— Start of Dataset content —

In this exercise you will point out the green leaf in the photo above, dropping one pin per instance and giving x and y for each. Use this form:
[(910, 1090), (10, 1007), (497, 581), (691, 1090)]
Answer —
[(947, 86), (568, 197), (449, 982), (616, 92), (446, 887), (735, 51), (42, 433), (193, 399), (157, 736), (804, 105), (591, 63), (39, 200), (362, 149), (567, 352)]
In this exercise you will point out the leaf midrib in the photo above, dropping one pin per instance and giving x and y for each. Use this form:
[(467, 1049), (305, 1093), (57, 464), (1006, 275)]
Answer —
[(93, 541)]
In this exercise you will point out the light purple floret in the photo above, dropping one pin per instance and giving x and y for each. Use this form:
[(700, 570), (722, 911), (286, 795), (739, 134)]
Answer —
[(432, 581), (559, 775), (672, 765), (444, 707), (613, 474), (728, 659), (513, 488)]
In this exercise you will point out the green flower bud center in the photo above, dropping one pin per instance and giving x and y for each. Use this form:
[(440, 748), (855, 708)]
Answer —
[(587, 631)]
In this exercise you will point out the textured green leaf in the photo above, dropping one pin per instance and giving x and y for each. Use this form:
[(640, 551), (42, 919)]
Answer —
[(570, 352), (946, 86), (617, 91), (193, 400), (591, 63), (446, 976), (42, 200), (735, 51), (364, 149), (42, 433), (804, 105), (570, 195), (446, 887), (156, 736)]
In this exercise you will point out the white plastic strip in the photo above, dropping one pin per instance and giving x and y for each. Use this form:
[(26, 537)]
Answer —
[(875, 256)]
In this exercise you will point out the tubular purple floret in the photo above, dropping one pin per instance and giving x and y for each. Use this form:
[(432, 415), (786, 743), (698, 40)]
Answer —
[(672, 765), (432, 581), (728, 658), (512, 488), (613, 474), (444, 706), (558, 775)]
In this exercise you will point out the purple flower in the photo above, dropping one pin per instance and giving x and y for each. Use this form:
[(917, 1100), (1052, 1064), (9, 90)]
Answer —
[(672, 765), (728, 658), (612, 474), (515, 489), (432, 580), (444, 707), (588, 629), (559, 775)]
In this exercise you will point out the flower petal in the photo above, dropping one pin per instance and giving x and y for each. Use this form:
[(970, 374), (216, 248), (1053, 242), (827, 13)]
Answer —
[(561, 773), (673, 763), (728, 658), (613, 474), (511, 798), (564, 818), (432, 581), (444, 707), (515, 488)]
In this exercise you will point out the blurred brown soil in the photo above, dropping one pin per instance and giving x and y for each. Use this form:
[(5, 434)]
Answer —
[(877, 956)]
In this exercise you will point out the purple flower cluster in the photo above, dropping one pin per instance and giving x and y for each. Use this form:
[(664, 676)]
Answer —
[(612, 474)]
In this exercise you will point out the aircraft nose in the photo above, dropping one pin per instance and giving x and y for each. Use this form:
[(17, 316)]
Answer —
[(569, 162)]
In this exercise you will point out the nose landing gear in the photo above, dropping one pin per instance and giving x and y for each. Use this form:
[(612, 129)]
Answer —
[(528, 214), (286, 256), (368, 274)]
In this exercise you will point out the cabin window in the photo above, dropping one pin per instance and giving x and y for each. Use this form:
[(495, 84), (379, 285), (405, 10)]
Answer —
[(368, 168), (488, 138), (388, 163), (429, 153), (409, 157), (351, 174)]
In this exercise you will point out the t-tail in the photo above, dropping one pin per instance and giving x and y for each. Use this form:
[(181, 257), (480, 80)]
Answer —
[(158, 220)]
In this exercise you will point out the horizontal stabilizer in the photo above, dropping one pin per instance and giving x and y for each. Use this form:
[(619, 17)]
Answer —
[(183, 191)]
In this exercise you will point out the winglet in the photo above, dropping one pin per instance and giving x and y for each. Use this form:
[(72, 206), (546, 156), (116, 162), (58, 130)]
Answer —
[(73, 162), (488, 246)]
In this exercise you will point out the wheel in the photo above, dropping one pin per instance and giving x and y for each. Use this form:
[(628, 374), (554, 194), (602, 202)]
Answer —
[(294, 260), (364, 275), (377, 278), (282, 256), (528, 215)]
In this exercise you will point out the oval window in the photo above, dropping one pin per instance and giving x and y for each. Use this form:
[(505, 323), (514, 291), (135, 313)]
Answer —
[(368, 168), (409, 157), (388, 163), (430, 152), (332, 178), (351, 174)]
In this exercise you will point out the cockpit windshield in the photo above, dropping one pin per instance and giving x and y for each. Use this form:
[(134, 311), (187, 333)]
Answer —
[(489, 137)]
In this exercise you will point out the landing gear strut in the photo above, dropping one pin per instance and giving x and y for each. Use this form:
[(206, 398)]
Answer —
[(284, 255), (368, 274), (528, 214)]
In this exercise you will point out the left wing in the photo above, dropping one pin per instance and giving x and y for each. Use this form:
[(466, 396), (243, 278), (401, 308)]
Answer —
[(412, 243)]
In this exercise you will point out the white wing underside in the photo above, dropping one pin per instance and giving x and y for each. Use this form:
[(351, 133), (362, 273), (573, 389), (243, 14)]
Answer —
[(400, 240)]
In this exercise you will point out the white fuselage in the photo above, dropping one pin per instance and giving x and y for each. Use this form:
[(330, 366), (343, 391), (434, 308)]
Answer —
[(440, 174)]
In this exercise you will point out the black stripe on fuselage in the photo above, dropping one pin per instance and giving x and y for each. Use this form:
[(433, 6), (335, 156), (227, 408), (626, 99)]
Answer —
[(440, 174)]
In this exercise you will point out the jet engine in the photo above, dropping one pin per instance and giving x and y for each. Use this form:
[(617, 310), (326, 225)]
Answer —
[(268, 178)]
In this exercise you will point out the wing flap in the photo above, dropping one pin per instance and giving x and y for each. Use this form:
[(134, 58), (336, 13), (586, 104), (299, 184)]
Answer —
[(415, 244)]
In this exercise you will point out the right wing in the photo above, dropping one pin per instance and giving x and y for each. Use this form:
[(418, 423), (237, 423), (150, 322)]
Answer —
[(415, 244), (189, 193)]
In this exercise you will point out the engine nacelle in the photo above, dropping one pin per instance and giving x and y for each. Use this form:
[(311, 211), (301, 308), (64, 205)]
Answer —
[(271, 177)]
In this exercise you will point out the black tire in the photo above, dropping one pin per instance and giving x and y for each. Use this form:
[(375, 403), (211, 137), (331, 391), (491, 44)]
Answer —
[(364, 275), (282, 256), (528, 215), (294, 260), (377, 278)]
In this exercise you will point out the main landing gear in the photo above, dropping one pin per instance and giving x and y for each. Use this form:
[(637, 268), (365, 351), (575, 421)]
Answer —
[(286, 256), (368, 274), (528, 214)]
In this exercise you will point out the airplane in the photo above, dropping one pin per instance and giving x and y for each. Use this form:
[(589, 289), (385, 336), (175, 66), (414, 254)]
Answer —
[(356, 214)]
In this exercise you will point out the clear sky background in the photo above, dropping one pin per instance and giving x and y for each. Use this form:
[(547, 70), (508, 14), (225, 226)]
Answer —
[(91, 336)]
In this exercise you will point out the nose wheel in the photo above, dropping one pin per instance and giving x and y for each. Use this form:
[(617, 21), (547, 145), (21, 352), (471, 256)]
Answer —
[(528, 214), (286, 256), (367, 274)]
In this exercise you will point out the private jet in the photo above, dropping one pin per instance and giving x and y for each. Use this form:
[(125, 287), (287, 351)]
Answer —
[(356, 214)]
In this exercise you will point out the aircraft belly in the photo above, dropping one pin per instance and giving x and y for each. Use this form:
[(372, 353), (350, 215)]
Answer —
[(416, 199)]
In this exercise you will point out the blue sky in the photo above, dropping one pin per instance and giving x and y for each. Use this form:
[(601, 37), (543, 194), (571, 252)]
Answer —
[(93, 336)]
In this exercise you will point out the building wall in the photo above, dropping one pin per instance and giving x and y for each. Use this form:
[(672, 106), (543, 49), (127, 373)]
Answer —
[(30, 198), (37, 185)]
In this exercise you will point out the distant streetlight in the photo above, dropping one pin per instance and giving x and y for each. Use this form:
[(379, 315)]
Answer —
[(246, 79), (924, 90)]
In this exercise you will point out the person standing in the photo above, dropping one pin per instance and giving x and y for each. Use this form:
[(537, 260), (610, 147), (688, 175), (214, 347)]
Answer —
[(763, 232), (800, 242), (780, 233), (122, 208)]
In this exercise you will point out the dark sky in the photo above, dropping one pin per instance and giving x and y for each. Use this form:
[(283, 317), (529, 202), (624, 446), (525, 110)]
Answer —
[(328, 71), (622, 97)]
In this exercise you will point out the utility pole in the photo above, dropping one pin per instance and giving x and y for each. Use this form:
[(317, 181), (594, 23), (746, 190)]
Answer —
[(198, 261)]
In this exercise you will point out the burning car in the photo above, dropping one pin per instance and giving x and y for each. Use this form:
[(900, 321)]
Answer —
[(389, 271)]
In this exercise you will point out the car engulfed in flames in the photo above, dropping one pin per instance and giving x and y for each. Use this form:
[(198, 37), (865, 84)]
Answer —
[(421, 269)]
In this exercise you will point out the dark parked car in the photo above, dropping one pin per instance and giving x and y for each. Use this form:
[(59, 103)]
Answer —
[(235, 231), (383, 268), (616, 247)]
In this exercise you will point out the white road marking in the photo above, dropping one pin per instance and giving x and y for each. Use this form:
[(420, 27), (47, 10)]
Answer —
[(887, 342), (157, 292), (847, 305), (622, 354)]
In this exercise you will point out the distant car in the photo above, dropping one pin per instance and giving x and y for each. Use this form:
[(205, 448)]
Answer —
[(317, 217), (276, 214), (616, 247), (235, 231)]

— End of Dataset content —

Reproduce the material character for character, beginning with its first line and continuing through the line that contains "[(875, 256)]".

In this exercise you will point out the green leaf in the photo above, dropping one pin per instance and giving x and y for each. Use this form:
[(910, 1090), (10, 1007), (497, 581), (691, 1090)]
Answer —
[(947, 86), (568, 197), (449, 982), (616, 92), (446, 887), (735, 51), (42, 433), (193, 399), (157, 736), (804, 105), (591, 63), (39, 200), (362, 149), (567, 352)]
In this exercise you will point out the leaf midrib in the photo above, dropping one pin per instance and giving x and y for each. Use this form:
[(467, 1049), (305, 1093), (57, 464), (1006, 275)]
Answer —
[(93, 541)]
In this exercise you will point out the light purple floret in the photo above, dropping one pin per instance and giving x and y for each. Use this form:
[(700, 570), (722, 911), (286, 795), (739, 134)]
Answer —
[(432, 581), (559, 775), (672, 765), (444, 707), (613, 474), (728, 659), (513, 488)]
In this exercise you will point out the green flower bud center in the photo above, dropping one pin per instance and giving x and y for each. Use this form:
[(440, 748), (855, 708)]
Answer —
[(587, 631)]
In this exercise you will point out the textured green leaf in the photo above, dropping one pin per instance and giving x and y for each. Use this form:
[(640, 551), (42, 919)]
Answer —
[(570, 352), (946, 86), (617, 91), (193, 400), (591, 63), (446, 976), (42, 200), (735, 51), (364, 149), (42, 433), (804, 105), (570, 195), (446, 887), (156, 736)]
In this exercise you will point out the white plastic strip in the photo above, dropping one pin per instance and giving x and y for each. Use this form:
[(26, 537)]
Answer —
[(875, 256)]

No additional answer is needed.